How to complete this task: Set down each entry below exactly as it stands.

Data for this task:

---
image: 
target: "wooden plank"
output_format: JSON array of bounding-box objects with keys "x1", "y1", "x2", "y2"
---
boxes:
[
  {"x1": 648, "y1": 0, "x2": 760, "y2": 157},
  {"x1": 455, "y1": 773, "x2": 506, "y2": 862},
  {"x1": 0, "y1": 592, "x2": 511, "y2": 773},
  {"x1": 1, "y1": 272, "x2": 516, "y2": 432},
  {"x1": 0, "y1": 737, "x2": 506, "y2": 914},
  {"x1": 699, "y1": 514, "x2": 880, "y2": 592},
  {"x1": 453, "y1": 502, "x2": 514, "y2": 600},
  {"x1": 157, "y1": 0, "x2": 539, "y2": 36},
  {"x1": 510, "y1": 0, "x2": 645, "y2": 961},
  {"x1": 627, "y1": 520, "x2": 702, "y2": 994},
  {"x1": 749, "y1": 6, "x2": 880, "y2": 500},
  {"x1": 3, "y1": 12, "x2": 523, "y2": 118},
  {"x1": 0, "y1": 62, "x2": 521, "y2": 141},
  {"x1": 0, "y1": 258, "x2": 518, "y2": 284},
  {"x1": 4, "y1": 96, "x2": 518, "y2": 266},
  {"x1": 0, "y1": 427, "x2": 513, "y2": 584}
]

Reply to the task:
---
image: 
target: "wooden plank"
output_format: JSON array of bounding-box objects with keys "x1", "y1", "x2", "y2"
---
boxes:
[
  {"x1": 648, "y1": 0, "x2": 760, "y2": 157},
  {"x1": 455, "y1": 773, "x2": 506, "y2": 862},
  {"x1": 0, "y1": 592, "x2": 511, "y2": 773},
  {"x1": 1, "y1": 272, "x2": 516, "y2": 432},
  {"x1": 0, "y1": 737, "x2": 506, "y2": 914},
  {"x1": 699, "y1": 514, "x2": 880, "y2": 592},
  {"x1": 453, "y1": 502, "x2": 514, "y2": 600},
  {"x1": 157, "y1": 0, "x2": 539, "y2": 36},
  {"x1": 510, "y1": 0, "x2": 645, "y2": 961},
  {"x1": 627, "y1": 520, "x2": 702, "y2": 994},
  {"x1": 749, "y1": 6, "x2": 880, "y2": 500},
  {"x1": 3, "y1": 12, "x2": 523, "y2": 118},
  {"x1": 0, "y1": 62, "x2": 521, "y2": 141},
  {"x1": 0, "y1": 258, "x2": 518, "y2": 284},
  {"x1": 4, "y1": 96, "x2": 518, "y2": 266},
  {"x1": 0, "y1": 427, "x2": 513, "y2": 584}
]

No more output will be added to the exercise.